── Texte d'étude
Legaltech : un non-sens dans le monde de la relation de l'intuitu personae ?
Demandez à un avocat. Demandez à tous les avocats. Chacun d’entre eux vous confirmera que la relation avocat-client est humaine, proche, primordiale, forte, puissante, de confiance. Hors, le principe de fonctionnement d’une legaltech est basé sur la mise à disposition de technologies au service du droit et de nombreux services juridiques en ligne, ce sans passer nécessairement, par un avocat, un notaire ou autre professionnel du secteur. Aussi, on peut considérer que les legaltech n’apportent pas de relation intuiti personnae puisque le principe est d’automatiser, en ligne, les process (contrat type en ligne...). Alors, comment expliquer le boom des legaltech auprès des clients ?
────
── Extraits de la liste
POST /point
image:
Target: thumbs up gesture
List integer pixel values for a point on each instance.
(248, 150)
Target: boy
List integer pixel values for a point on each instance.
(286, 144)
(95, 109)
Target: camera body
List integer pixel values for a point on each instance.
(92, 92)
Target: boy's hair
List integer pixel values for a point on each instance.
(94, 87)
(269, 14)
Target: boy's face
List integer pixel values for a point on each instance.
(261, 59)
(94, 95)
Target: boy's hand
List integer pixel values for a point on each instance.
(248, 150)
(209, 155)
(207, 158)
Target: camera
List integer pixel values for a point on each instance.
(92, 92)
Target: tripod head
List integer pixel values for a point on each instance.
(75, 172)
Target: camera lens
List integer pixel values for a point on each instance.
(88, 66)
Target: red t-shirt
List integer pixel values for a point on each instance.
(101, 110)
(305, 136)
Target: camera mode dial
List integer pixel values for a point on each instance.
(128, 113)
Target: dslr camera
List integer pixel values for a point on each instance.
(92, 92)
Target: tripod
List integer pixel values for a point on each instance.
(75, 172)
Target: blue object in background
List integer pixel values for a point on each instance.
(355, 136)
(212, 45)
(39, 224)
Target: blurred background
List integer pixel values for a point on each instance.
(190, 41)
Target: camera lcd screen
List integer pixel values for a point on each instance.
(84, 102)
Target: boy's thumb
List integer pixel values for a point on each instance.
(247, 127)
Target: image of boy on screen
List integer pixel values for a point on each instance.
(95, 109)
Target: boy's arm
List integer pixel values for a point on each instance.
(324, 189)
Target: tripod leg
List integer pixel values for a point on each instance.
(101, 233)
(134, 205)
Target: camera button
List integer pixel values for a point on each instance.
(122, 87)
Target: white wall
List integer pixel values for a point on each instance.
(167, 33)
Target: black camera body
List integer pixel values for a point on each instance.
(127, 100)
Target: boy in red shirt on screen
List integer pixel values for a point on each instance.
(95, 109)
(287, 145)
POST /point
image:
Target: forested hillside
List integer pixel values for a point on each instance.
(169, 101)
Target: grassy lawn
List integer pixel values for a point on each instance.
────
Consigne
Relevez dans le texte sur les legaltech tous les termes qui qualifient la relation avocat-client.

Réponse
humaine, proche, primordiale, forte, puissante, de confiance